* BEGIN Input *

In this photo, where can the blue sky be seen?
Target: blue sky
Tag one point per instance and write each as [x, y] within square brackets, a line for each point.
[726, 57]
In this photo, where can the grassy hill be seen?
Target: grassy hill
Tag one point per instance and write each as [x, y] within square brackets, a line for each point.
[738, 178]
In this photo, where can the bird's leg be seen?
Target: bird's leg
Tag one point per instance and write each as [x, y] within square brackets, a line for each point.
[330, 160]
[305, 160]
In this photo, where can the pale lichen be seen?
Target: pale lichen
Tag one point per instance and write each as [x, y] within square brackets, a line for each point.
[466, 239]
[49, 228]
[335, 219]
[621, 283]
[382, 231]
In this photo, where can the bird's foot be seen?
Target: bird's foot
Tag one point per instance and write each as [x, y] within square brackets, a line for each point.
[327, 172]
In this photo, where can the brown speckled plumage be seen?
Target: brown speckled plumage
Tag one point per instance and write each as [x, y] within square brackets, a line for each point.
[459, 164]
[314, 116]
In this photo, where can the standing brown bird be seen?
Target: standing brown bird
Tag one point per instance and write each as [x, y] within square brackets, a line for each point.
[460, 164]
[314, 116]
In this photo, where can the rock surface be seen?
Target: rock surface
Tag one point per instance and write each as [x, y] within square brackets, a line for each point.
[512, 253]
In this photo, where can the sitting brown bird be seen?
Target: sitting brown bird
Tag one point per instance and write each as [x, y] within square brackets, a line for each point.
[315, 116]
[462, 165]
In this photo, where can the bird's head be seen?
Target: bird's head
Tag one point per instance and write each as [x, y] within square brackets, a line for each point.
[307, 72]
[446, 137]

* END Input *

Reproduce every line of the records above, requests included, and shift each point coordinate in the answers by -137.

In this photo, where can the blue sky be seen?
Target: blue sky
Tag one point per instance and write each as [x, y] within square brackets, a line for each point.
[589, -80]
In this photo, where can the grassy hill be seen?
Target: grassy hill
Tag one point per instance and write each as [x, y] within square brackets, a line for each point.
[601, 41]
In this photo, where can the bird's leg be seen?
Target: bird's leg
Tag one point per instance and write each as [x, y] within square brackets, a line for each point.
[193, 23]
[168, 23]
In this photo, where can the pale lichen be seen?
Target: pale lichen
Tag one point per instance and write each as [x, y] within square brackets, a line for each point.
[329, 102]
[-88, 91]
[198, 82]
[484, 146]
[245, 94]
In this photo, where can the bird's foot be seen?
Target: bird's foot
Tag one point per instance and write each as [x, y] within square brackets, a line for each point.
[190, 35]
In this photo, where can the brown speckled plumage be seen?
Target: brown speckled plumage
Tag one point per instance and write each as [x, y] within square brackets, a line for each point.
[322, 27]
[177, -21]
In this photo, where can the standing brown bird be seen?
Target: standing brown bird
Tag one point per instance and write each as [x, y] within square brackets, a line for each point.
[323, 27]
[177, -21]
In this photo, where can the rock surface be seen?
Target: rock surface
Tag one point per instance and write each as [x, y] within square brackets, a line for each point.
[375, 116]
In this photo, where can the sitting brown bird be seen?
Target: sitting brown bird
Tag one point per instance and write each as [x, y] within square brackets, a line for each point.
[178, -21]
[325, 28]
In this photo, where can the bird's head be seen?
Target: bird's head
Tag one point per instance and write each as [x, y] within square brackets, a line for each point.
[170, -65]
[309, 0]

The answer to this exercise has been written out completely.